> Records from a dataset
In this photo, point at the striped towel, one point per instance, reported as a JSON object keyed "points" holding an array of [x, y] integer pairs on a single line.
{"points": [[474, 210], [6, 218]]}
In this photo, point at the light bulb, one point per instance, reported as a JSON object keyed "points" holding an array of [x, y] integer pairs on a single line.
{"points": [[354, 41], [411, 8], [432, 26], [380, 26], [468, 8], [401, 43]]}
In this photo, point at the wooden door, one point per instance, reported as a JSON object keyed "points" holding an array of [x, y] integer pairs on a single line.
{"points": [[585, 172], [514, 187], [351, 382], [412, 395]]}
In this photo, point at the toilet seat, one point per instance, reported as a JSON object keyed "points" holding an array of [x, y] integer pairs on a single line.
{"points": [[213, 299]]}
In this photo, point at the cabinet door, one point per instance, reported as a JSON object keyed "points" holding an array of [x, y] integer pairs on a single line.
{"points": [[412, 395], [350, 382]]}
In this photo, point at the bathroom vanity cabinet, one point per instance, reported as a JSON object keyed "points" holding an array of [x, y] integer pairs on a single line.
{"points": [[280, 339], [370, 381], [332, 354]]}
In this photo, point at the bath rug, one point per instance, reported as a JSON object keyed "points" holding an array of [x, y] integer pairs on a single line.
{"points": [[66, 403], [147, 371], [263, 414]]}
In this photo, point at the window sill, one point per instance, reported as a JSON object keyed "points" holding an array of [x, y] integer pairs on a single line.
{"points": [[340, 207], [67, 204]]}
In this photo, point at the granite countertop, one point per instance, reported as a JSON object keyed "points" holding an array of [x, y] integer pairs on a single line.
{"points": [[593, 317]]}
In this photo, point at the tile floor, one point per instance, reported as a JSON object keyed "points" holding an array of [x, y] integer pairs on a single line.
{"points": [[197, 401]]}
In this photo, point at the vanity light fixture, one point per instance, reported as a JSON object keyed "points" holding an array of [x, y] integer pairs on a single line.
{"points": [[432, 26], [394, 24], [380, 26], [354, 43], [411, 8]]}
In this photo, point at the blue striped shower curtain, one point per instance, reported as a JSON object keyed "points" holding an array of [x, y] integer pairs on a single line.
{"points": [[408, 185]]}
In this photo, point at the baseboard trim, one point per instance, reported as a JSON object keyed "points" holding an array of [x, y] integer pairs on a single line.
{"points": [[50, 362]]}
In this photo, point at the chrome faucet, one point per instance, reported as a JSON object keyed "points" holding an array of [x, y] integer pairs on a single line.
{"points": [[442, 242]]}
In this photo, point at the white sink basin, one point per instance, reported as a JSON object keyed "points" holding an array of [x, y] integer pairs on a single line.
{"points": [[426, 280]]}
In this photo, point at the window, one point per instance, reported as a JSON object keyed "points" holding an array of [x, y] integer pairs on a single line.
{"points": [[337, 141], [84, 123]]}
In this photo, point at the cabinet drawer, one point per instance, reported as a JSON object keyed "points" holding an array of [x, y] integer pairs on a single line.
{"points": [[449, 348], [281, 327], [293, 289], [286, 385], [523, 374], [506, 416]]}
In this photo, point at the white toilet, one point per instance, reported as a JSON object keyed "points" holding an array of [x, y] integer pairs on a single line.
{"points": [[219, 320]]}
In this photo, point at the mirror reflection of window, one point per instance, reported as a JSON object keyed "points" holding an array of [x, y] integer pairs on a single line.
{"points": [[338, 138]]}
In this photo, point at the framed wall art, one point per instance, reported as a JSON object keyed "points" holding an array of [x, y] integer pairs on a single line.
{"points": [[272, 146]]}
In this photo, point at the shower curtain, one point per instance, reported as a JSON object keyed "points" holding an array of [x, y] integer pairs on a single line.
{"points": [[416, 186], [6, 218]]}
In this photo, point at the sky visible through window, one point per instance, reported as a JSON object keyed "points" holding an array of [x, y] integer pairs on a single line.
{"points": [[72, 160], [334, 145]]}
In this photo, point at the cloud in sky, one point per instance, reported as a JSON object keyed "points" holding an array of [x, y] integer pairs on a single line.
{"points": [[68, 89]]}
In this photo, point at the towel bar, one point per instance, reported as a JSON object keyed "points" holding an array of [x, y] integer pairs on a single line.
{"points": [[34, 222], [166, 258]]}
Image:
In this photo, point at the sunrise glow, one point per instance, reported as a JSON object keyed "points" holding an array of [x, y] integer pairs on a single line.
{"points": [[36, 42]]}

> WORK TO BE COMPLETED
From the first line to the last, please quote the material above exactly.

> ANSWER TO THIS TASK
In this photo, point at the striped towel, one point per instance, reported as a JSON object keyed "points" holding an array of [x, y] integer pairs on a single line.
{"points": [[474, 210], [6, 218]]}
In this photo, point at the light bulb, one point per instance, reported as a JSON object keyed "points" holding an array of [x, y] integer pairs on a single line.
{"points": [[354, 41], [411, 8], [432, 26], [380, 26], [468, 8], [401, 43]]}
In this photo, point at the wooden door, one point per instance, reported as a JSON object keyed "points" holding an array of [x, y] integer pairs on a single line.
{"points": [[585, 172], [514, 187], [351, 382], [412, 395]]}
In this photo, point at the toilet seat, one point per instance, reported as a JSON object keyed "points" holding an array of [x, y] integer pairs on a single line.
{"points": [[213, 299]]}
In this photo, point at the cabinet door, one point per instance, reported as a JSON object keyed "points" holding an array of [x, y] integer pairs on a single line.
{"points": [[412, 395], [350, 382]]}
In this photo, point at the bathroom vanity cabinet, one point per instance, reported as a JSON object keyed "points" holding an array of [x, y] integer pairs on a single line.
{"points": [[280, 339], [370, 381], [332, 354]]}
In this photo, point at the bath rug, one point per instance, reported as a JSON object keyed "points" holding an array of [x, y] integer pairs on a single line.
{"points": [[66, 403], [147, 371], [263, 414]]}
In this photo, point at the window sill, one point per instance, reported as a JSON object keyed "points" holding an array of [x, y] integer pairs on a single line.
{"points": [[340, 207], [67, 204]]}
In this photo, point at the granite countertop, one point per instance, reported as a JSON object keyed "points" holding an array of [x, y] integer pairs on a single line.
{"points": [[593, 317]]}
In this photo, point at the tile floor, one point per instance, reported as a JSON object keyed "points" holding an array of [x, y] integer pairs on a single line.
{"points": [[197, 401]]}
In this photo, point at the vanity light fixture, one point per instance, reported as a JSON object keyed "points" holding an array of [x, y] integer pairs on a single line.
{"points": [[432, 26], [394, 24], [380, 26], [354, 43], [411, 8]]}
In this photo, point at the blue striped shower curtain, one point per instance, reported as a JSON object keyed "points" holding an array of [x, y] integer pairs on a single line.
{"points": [[408, 185]]}
In this photo, point at the baseboard trim, one point per instance, reported as a JSON object keyed "points" holding an array of [x, y] integer pairs on a single line.
{"points": [[50, 362]]}
In this photo, point at the chrome faucet, one point per instance, reported as a JSON object keyed "points" holding an array of [x, y] integer pairs on a single line.
{"points": [[442, 242]]}
In this photo, point at the white sink basin, one point per instance, reported as a JSON object keyed "points" holding an array of [x, y] integer pairs on a single line.
{"points": [[426, 280]]}
In this photo, point at the window, one point per instance, reported as a JSON object keyed "points" holding an array of [x, y] integer pairs on a single line.
{"points": [[337, 141], [84, 123]]}
In this photo, point at the cabinet drawer, one point per instance, reported as a JSON object keyed "points" holding an array of [x, y] integer pairs on a single line.
{"points": [[449, 348], [281, 327], [293, 289], [286, 385], [523, 374], [506, 416]]}
In this photo, point at the white toilet, one point per instance, reported as a JSON object keyed "points" holding an array of [x, y] integer pairs on a single line.
{"points": [[219, 320]]}
In this photo, point at the mirror reflection of window, one point per instance, reported as a JSON object keyed "points" holding an array of [x, y] integer pairs on a single line.
{"points": [[338, 138]]}
In this photo, point at the framed wall art, one point per instance, reported as a JSON object keyed "points" holding an array of [x, y] integer pairs on a single line.
{"points": [[272, 146]]}
In this photo, point at the shower curtain, one point per instance, reported as a JSON object keyed "points" holding an array of [x, y] integer pairs on a single line.
{"points": [[416, 186], [6, 218]]}
In this photo, point at the sky visible through window, one point per instance, reported as a JSON object keyed "points" holding an array of [x, y] integer pairs on a single line.
{"points": [[72, 160], [334, 145]]}
In this photo, point at the cloud in sky, one point per instance, reported as a JSON object keyed "points" holding an array of [x, y] integer pairs on a single line.
{"points": [[68, 89]]}
In this photo, point at the towel bar, one point per instance, reported as a JSON object keyed "points" holding an array of [x, y] integer pairs on a single line.
{"points": [[34, 222], [166, 258]]}
Image:
In this photo, point at the sunrise glow, one point per instance, reported as a JSON object keyed "points" holding an array of [x, y] integer pairs on a single line.
{"points": [[36, 42]]}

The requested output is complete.